Sunday, May 29, 2005

TV: "Lost" for "24" hours

So the TV season has officially wrapped up for us, with this week's finales of "24" and "Lost" marking the end of the shows we officially watch. (Which really isn't that big a list - it also includes "Scrubs," "Arrested Development" and "The Simpsons," and that's about it for appointment TV. Oh, and I do like "Justice League Unlimited.") Anyway, "Lost" and "24" are our two big serial dramas, although in tone and execution they're widely different.

We loved "24's" second season, the one with the nuclear bomb explosion, but lost interest about halfway through season 3 when Jack Bauer started running around Mexico. This season started with one heck of a bang - the kidnapping of the Secretary of State by Islamic extremists and his threatened public execution - and although it had ups and downs, it remained a reliable thrill ride the entire time. I, like most, find "24" equal parts exciting and infuriating. The willfully cartoony, careening plot is brain dead as often as not. It's unintentional comedy, with the writers sweating to stretch out their non-stop 24-hour plot with new menace after new menace. (I can only imagine watching all 24 hours of a season in a row would show what an insanely relentless storyline it really is - and when do these characters eat?) What saves it from bombastic lunacy is Kiefer Sutherland's remarkably grounded performance as Jack Bauer. Sutherland has grown up from his old movie "bad guy" roles in stuff like "Lost Boys" into an actor of immense presence and gravity, and no matter how inane the plot gets - we're invading China! we're killing the President! the new President is looney tunes batshit! hey, here's the old cool President! -- Sutherland's steely resolve keeps it in focus. And that's what will keep me coming back for Season 5, I guess, with its promise of less CTU soap opera (it's the world's only counterterrorism organization that has the social interaction level of a high school drama class) and more lone wolf Jack Bauer action.

■ DATASET CONTENT
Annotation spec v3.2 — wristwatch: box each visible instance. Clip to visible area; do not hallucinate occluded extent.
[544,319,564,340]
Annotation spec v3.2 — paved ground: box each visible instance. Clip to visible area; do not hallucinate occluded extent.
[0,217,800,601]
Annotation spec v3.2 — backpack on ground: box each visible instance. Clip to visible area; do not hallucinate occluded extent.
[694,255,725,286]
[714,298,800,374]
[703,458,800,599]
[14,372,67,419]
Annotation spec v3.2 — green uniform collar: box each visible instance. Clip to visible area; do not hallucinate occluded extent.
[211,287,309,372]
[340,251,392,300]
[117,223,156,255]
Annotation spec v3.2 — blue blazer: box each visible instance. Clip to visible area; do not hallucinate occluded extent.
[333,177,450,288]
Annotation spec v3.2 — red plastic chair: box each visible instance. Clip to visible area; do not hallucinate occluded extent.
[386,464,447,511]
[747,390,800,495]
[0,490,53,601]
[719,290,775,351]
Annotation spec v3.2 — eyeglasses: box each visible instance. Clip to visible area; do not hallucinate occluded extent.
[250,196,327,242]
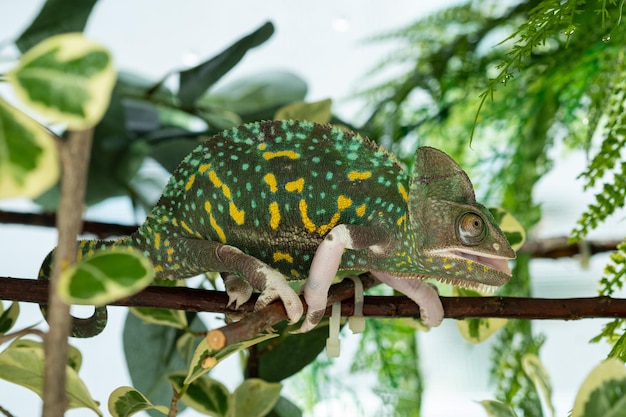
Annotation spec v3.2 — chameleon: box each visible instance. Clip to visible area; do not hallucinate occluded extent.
[39,120,515,337]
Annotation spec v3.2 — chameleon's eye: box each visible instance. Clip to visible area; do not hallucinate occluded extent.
[457,213,487,246]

■ QUESTIONS
1 > In the blog post about the "24" and "Lost" finales, what event marked the season of "24" that the writer loved?
2 > Pick up the blog post about the "24" and "Lost" finales after its final sentence.

■ RESULTS
1 > The nuclear bomb explosion in the second season.

2 >
"Lost," on the other hand, is a more thoughtful show all around, even with the invisible dinosaurs and mysterious goings-on in this desert island. "Twin Peaks" style, it's piled on mystery after mystery, yet so far I don't think it's running the risk of getting stale. The finale this week was another excellent episode, balancing character and excitement, leaving us several big questions for next fall (what's down the hatch? who were the pirates? what's up with Locke? why doesn't Hurley lose weight?) but answering a few (who stole the baby?). I keep seeing message board posts from folks irritated the writers aren't giving away every little secret, whining about lack of closure and so forth. Yet I don't see that as the sole point of "Lost" -- it's a journey, and the heart of the show is really the meaty character flashbacks to their pre-castaway lives. The saga of constant loser Sawyer, secretive Sun and conflicted gangster Jin, fumbling addict Charlie or newfound father Michael - these are equally as rich and exciting as the latest island drama. (Only hottie Kate's flashbacks fall short, mired in feeble bad-girl antics and shock value that never feels sincere.) I'm curious to see if in season 2 some of the other faceless castaways get in the spotlight (although if they suffer the fate of blowhard - literally - 'Arzt,' then maybe they should stay in the background). After a sterling first season, "Lost" remains the show I'm most eager to see return next year.